Nothing in the entries may be dropped: restate them word for word.

** SUPPLIED MATERIAL follows **

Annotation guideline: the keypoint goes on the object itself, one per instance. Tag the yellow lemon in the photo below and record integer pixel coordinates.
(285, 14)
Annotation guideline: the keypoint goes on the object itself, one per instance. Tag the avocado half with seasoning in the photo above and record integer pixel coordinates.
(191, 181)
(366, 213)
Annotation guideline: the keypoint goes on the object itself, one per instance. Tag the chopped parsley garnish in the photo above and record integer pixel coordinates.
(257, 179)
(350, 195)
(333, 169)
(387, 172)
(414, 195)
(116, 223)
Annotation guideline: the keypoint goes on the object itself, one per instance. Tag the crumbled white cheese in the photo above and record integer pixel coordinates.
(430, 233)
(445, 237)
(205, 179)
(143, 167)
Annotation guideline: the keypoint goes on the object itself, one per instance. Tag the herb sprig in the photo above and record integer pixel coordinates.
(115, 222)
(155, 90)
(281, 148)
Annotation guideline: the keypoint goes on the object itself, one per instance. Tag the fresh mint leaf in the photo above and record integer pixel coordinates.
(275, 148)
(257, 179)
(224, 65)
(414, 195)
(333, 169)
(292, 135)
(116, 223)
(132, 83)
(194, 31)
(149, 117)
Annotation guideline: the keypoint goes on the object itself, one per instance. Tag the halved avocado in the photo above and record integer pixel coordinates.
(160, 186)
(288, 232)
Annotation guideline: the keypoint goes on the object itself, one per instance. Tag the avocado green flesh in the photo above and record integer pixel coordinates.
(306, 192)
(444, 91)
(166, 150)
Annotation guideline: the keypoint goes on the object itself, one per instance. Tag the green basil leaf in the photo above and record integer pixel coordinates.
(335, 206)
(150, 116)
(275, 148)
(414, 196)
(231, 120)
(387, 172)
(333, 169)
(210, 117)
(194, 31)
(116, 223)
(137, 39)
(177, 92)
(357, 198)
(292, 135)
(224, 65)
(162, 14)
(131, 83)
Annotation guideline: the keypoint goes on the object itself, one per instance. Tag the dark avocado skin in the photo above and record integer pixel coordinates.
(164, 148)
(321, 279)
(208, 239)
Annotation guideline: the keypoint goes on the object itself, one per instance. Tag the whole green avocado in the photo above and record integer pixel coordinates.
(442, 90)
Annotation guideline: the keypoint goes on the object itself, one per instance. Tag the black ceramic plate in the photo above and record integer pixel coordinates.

** End of SUPPLIED MATERIAL **

EXERCISE RESULT
Annotation guideline: the keypoint goes on the object itself, one per instance. Tag the yellow lemon in the photo below and record integer pixel coordinates.
(285, 14)
Annotation guideline: the keypoint goes on the object itself, one per instance. Tag the avocado half with seasoning in the photo above and record integer pixel coordinates.
(191, 181)
(366, 213)
Annotation guideline: the keypoint goes on the object itself, one per instance. Tag the chopped parsley garnish in the photo above and record integer pixel coordinates.
(257, 179)
(350, 195)
(333, 169)
(387, 172)
(414, 195)
(116, 223)
Annotation guideline: the keypoint goes on the object itself, one per instance. Tag the crumbled white cheese in the photo above and record integer pixel coordinates.
(430, 233)
(445, 237)
(205, 179)
(143, 167)
Annotation guideline: the keypoint goes on the object itself, one per instance. Tag the herb sprig in the photo above and record integer pixel coordinates.
(115, 222)
(155, 90)
(281, 148)
Annotation guideline: the keypoint goes on the object itself, one per instance. Tag the fresh mint leaf in the photo above and record integer pixel coordinates.
(275, 148)
(257, 179)
(224, 65)
(414, 195)
(333, 169)
(292, 135)
(116, 223)
(132, 83)
(194, 31)
(149, 117)
Annotation guideline: the keypoint goes on the object itself, one per instance. Tag the halved avocado in the photo above and record integer pixel coordinates.
(160, 186)
(288, 232)
Annotation guideline: the keypoint goes on the object itself, one per instance. Tag the avocado green flesh in the photo above and record integer pixel coordinates.
(306, 192)
(444, 91)
(166, 150)
Annotation guideline: the keypoint goes on the object itself, one per instance. Tag the green basil leaf in the photo above and record integer pixel coordinates.
(335, 206)
(150, 116)
(275, 148)
(414, 196)
(231, 120)
(387, 172)
(333, 169)
(210, 117)
(194, 31)
(116, 223)
(137, 39)
(177, 92)
(357, 198)
(292, 135)
(224, 65)
(162, 14)
(131, 83)
Annotation guideline: the keypoint goes on the object itself, one per instance. Tag the dark avocado skin in the photo above and record integer pixel coordinates.
(164, 148)
(321, 279)
(208, 239)
Annotation guideline: the keypoint goes on the object itself, one per instance. Tag the whole green avocado in the photo above and record integer pixel coordinates.
(442, 90)
Annotation guideline: the keypoint goes on the object itself, one per instance. Tag the black ceramic plate in the photo above and record integer pixel coordinates.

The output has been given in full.